» **Goal of the exercise**
Arrange the lines of the rows below as a numbered list, from the first line through the line containing "M62 204L59 210L60", including both ends and leaving out blank lines.
--- Start ---
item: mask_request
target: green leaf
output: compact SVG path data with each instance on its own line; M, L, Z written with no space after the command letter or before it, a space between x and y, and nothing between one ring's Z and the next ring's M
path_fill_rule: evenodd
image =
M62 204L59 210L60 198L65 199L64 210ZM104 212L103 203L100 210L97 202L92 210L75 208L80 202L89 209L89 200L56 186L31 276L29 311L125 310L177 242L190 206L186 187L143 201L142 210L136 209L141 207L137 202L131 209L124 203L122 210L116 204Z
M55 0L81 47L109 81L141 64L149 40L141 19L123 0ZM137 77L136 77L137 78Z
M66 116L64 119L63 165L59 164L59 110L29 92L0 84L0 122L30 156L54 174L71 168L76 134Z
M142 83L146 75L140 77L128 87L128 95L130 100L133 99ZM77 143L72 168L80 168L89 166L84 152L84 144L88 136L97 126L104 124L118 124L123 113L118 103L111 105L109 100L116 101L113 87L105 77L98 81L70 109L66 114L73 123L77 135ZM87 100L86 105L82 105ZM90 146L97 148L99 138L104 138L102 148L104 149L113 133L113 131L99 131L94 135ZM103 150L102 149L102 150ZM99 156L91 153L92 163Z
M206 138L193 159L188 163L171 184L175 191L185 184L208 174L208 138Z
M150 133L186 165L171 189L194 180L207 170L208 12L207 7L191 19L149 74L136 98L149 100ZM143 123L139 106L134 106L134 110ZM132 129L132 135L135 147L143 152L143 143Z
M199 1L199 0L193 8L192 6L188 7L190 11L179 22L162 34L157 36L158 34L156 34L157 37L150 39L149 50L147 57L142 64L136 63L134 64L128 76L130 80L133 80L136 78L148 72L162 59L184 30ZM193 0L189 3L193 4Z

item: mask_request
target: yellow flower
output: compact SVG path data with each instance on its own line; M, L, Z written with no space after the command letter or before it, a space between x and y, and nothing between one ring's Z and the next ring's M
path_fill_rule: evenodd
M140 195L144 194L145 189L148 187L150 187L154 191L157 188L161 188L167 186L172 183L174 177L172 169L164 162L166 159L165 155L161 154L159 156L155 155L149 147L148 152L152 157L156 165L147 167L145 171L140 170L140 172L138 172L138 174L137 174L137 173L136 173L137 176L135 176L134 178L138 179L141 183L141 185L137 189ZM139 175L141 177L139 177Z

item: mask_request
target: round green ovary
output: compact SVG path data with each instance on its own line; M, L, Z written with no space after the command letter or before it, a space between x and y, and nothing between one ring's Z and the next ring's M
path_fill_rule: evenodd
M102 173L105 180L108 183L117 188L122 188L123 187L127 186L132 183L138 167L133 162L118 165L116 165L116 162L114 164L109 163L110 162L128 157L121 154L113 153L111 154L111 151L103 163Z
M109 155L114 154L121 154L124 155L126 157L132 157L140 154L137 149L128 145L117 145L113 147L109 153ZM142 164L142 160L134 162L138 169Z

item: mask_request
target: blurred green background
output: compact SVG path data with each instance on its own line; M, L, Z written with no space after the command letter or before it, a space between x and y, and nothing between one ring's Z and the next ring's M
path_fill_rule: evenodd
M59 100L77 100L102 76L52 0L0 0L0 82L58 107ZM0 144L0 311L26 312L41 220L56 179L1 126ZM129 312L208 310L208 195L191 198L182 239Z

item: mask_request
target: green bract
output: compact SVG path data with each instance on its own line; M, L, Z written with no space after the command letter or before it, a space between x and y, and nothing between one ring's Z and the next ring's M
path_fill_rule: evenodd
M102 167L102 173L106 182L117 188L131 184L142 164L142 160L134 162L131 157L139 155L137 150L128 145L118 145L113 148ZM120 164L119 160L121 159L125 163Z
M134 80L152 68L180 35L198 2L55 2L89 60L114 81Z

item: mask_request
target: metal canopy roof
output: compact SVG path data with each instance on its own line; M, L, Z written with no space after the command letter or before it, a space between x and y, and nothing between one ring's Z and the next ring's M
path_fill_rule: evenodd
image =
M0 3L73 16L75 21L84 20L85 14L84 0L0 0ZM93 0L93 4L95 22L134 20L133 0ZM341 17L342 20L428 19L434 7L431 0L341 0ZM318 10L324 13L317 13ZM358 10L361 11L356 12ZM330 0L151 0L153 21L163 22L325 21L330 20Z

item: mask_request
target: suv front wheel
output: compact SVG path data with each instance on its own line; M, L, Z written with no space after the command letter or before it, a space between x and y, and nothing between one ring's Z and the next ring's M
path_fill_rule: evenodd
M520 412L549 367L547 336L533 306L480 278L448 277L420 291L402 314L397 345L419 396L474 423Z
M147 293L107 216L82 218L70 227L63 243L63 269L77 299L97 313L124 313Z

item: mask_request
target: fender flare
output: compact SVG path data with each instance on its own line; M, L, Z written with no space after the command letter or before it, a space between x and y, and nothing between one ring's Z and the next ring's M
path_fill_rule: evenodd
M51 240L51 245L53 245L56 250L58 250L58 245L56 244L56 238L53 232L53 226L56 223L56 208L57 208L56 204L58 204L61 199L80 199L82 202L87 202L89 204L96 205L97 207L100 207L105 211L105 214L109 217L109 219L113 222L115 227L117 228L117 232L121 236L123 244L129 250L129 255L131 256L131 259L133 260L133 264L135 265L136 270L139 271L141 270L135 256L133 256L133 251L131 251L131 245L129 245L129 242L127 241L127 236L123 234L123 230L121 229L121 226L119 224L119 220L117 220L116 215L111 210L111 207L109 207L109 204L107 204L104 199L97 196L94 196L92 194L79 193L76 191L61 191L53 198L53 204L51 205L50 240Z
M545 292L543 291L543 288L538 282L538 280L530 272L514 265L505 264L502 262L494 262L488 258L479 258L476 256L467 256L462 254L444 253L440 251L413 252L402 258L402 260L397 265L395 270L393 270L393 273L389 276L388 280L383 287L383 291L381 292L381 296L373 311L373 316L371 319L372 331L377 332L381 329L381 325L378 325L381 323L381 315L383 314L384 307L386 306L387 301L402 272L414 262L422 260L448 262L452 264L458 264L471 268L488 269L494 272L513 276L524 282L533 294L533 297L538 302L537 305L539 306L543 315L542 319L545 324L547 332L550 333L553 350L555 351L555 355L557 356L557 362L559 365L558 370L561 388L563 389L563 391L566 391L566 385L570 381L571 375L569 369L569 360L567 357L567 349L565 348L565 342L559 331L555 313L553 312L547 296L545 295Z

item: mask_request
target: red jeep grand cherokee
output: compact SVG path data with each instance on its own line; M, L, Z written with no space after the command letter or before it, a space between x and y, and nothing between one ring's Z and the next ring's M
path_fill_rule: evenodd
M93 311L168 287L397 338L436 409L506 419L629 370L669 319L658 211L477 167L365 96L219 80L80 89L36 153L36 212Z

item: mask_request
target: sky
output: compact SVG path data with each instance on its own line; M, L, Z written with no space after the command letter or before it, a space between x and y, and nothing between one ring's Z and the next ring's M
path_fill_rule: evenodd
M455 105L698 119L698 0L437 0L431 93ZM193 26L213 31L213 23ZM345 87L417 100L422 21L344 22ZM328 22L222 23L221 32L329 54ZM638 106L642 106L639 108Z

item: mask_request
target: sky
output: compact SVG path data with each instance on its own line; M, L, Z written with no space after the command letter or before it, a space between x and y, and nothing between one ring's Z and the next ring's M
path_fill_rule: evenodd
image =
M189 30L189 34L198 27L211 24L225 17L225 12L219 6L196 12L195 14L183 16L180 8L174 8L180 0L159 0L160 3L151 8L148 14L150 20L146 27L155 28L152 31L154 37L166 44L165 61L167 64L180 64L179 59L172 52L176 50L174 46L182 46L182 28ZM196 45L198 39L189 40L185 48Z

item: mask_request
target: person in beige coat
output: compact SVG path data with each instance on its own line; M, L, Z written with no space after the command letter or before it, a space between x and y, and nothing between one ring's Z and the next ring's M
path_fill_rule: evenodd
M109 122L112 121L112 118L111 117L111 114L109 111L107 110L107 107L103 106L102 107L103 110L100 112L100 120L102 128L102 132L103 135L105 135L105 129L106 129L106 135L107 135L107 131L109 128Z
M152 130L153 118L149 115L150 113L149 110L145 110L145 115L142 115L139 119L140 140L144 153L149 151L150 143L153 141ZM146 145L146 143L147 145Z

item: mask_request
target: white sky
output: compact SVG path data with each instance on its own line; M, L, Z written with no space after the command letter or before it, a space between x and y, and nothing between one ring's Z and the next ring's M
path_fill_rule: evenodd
--- End ---
» **Answer for the task**
1. item: mask_request
2. target: green leaf
3. output: compact SVG path data with each instance on its own line; M, L, Z written with no space after the command letter or before it, a space between x and y, and nothing between one ring's Z and the next ring's M
4. path_fill_rule: evenodd
5. image =
6. M62 204L59 210L60 198L65 199L64 210ZM104 212L103 203L100 210L97 202L92 210L75 208L80 202L89 209L89 200L56 186L31 276L29 311L125 310L177 242L190 206L186 187L143 201L142 210L136 209L141 207L137 202L131 209L124 203L122 210L116 204Z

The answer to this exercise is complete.